## [TAREFAS]
A) Indique se cada afirmação concorda com o trecho sobre o esoterismo, respondendo sim ou não e citando as palavras do trecho que decidem a questão: (i) o nyoi-hôju está oculto no Ryugu; (ii) o autor aprendeu os métodos secretos diretamente de um ajari; (iii) Himitsushu fala com Nargajuna.
B) Segundo o trecho sobre o esoterismo, o que é um ajari?
C) Traduza para o inglês esta frase do trecho sobre o esoterismo: "Ouvimos falar em nyoi-hôju, mas ele não se mostra."

## [TRECHO]
....

Pensando bem, o esoterismo constitui coração de Vairocana e cérebro de Shukôngo-Himitsushu. Se você o transmitir aos que não estão preparados, estará cometendo pecado de sangrar o corpo do senhor do esoterismo. A respeito disso, Vairocana disse outrora a Himitsushu: "Não deves transmitir a quem não esteja preparado. Se o fizeres, estará comentendo o pecado de sangrar o corpo de Buda". E Himitsushu disse a Nargajuna: "Respeitosamente digo que Buda Vairocana prega o esoterismo pelo bem da humanidade. Todos os seres vivos recebem a sua graça. Entretanto, essa Verdade é como a parábola do nyoi-hôju. Ouvimos falar em nyoi-hôju, mas ele não se mostra. Porém, ele origina mil e um tesouros e beneficia todos os seres. Ele está oculto no Ryugu (palácio do dragão), no fígado do rei dos dragões, mas não se mostra. Assim também é o ensinamento mais precioso do esoterismo. Por isso, julgando-te bom conhecedor da Verdade, não transmitas levianamente o segredo do esoterismo aos que não estejam preparados. Se encontrares alguém com excelente dom para o despertar, transmite-lhe apenas os ensinamentos notáveis e observa-lhe a evolução espiritual. Após isso, transmite-lhe uma parte da grande Verdade esotérica." (da obra póstuma de Kobo-Daishi)

Pelo que acabamos de ver, não posso escrever claramente sobre os métodos secretos do esoterismo Shingon, mesmo porque eu próprio não os aprendi diretamente de um ajari (mestre habilitado para transmitir o esoterismo).

....

## [ITENS ARMAZENADOS]
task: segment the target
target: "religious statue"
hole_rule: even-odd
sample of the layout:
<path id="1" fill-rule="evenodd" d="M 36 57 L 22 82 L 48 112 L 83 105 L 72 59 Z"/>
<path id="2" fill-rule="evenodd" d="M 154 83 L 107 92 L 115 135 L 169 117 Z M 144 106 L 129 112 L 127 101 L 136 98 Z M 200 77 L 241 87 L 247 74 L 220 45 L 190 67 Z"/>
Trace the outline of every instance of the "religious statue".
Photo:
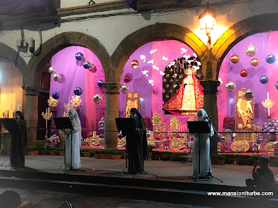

....

## [RESPOSTAS POR TAREFA]
A)
(i) Sim: "Ele está oculto no Ryugu (palácio do dragão), no fígado do rei dos dragões".
(ii) Não: "eu próprio não os aprendi diretamente de um ajari".
(iii) Sim: "E Himitsushu disse a Nargajuna".

B) É um mestre habilitado para transmitir o esoterismo.

C) We hear of the nyoi-hôju, but it does not show itself.